From the entries below, copy each line in which the word "number" occurs.

TASK MATERIAL Start Marker

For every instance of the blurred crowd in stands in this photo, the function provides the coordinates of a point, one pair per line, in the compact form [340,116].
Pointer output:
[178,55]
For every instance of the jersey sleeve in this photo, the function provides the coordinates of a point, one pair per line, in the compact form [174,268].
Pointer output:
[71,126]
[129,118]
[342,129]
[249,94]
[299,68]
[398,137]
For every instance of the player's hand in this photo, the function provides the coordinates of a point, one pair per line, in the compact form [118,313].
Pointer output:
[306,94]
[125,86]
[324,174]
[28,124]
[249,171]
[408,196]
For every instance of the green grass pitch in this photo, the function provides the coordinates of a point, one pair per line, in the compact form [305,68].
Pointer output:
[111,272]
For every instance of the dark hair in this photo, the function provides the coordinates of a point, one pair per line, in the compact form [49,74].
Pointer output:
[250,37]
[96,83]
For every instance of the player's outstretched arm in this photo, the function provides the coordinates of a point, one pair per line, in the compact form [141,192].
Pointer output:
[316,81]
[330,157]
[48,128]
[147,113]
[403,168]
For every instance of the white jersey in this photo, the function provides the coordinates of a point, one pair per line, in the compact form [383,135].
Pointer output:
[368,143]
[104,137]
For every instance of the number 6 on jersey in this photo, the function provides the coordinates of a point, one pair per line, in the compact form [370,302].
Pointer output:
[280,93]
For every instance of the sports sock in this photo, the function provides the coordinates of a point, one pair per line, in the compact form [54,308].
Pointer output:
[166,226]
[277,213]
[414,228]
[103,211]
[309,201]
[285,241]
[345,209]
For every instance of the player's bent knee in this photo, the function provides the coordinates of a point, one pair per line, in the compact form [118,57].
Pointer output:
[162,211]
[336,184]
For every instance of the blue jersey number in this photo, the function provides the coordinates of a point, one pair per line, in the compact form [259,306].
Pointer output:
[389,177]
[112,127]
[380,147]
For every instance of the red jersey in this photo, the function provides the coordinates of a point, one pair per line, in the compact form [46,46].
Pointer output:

TASK MATERIAL End Marker

» **RESULT**
For every instance of the number 6 on jersey in this photo, the function provides the coordinates of a point, one pair per line, in the compact form [370,302].
For every instance of the blue jersey number in this photo, the function provides the coordinates of a point, one pair per line, in the compact form [259,306].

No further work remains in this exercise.